■ **Exercise brief**: Beginning with the line where "Place a marker on the man's" appears, retype every remaining line of the data below, both the first and last included.

--- Begin Records to process ---

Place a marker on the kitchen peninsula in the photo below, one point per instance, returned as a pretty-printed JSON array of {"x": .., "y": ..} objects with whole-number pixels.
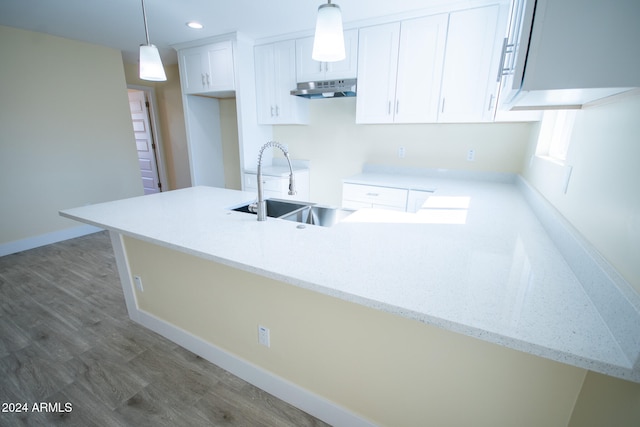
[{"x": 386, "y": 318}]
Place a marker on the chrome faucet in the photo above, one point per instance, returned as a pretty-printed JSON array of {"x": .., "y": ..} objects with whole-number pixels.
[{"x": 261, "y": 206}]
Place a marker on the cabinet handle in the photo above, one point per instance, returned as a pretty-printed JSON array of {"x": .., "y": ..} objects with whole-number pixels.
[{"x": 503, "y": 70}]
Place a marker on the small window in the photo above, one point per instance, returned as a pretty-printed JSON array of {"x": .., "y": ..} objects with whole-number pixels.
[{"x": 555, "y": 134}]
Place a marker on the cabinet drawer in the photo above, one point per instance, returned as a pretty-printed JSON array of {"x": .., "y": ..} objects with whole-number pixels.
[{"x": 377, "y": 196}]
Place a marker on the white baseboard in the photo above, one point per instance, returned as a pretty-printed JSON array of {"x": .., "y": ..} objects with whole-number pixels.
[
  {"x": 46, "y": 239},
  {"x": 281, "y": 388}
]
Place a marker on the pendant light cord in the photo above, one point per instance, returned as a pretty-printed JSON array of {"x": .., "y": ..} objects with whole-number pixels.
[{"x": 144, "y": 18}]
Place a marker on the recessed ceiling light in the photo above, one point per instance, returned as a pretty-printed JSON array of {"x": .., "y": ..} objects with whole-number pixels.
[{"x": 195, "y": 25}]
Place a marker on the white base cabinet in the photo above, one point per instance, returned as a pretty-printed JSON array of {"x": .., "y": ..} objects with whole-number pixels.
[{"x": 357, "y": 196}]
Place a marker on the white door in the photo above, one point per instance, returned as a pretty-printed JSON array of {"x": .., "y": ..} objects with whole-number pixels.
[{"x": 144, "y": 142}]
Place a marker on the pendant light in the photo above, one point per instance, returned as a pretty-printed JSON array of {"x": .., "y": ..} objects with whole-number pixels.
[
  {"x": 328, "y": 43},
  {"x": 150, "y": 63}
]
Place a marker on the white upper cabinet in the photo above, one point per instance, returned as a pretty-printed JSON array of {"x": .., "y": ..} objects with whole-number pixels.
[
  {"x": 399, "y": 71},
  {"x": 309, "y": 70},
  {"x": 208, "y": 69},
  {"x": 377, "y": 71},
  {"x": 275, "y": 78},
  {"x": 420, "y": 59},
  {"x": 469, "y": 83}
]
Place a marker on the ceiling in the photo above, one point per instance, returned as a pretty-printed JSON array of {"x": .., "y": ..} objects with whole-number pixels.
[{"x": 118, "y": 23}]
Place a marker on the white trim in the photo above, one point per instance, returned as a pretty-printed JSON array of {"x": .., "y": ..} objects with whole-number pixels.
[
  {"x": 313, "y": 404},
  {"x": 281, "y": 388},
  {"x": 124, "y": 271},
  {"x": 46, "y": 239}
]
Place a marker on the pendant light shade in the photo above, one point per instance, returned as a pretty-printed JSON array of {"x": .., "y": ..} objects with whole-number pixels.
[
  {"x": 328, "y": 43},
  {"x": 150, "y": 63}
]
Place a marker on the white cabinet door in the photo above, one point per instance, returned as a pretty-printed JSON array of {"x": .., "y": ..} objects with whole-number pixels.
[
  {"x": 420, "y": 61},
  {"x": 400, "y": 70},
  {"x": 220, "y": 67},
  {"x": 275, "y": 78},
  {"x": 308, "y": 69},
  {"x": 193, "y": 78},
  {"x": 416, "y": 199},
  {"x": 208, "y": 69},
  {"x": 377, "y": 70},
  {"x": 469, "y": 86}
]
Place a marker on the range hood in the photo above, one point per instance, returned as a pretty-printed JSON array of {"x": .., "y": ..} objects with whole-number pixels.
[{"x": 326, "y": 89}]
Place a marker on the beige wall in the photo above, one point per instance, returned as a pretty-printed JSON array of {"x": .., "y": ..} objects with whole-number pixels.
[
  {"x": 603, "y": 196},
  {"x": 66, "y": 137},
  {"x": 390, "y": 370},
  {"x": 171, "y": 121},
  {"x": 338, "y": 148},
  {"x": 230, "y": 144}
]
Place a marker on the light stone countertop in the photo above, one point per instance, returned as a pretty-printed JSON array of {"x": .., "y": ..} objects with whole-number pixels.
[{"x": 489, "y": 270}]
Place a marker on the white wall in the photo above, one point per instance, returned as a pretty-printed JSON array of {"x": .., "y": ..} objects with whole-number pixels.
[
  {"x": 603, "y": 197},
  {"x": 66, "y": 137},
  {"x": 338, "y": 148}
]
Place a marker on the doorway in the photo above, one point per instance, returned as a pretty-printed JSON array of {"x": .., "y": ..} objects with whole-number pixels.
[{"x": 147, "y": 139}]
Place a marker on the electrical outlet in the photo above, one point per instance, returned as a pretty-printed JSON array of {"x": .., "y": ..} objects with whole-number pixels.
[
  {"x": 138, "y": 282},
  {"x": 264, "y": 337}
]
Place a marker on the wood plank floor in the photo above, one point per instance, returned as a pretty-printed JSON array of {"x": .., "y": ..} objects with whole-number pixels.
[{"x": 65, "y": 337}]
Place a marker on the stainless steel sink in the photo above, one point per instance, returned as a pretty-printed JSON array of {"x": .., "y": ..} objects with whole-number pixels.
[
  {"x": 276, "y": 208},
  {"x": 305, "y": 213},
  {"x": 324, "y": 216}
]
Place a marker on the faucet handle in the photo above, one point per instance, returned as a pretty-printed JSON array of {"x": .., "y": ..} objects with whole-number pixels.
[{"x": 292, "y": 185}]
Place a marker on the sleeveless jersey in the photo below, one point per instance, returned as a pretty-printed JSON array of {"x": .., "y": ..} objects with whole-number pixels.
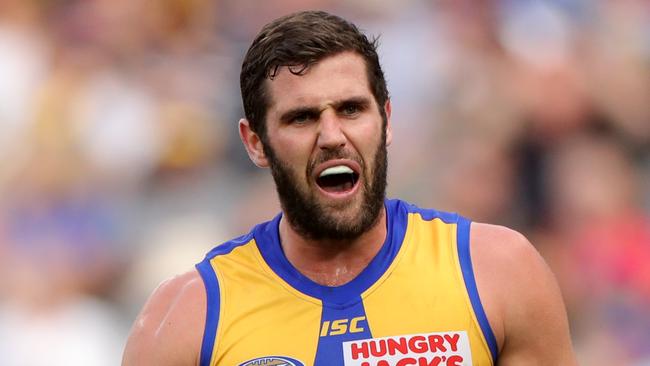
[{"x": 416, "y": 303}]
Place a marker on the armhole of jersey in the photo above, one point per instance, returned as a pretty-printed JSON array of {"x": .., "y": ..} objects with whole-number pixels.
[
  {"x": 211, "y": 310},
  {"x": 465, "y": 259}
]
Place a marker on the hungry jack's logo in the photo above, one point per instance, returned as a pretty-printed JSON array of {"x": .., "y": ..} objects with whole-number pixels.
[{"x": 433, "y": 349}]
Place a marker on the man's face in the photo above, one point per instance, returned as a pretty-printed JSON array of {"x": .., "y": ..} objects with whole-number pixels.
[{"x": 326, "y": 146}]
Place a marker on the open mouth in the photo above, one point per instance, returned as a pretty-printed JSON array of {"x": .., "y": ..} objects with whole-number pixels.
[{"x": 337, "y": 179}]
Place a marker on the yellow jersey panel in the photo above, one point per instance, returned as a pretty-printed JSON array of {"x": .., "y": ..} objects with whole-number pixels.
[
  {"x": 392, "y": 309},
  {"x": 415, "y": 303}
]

--- End Records to process ---

■ **Solution below**:
Place a marker on the man's face in the photo above, one point per instance, returned as a pretty-printed JSON array of {"x": .., "y": ..} objects with whole-number pixels.
[{"x": 326, "y": 146}]
Place a marker on the open mouth in the photo above, one point per instance, returned as a pretty-printed JSON array of {"x": .., "y": ..} objects with whole-number pixels.
[{"x": 337, "y": 179}]
Place a marker on the yellow jersey panel in the photo above, one point per instance, returned as a pretty-printed JSON array of {"x": .., "y": ..} objects with whole-number pixels.
[
  {"x": 392, "y": 309},
  {"x": 415, "y": 303}
]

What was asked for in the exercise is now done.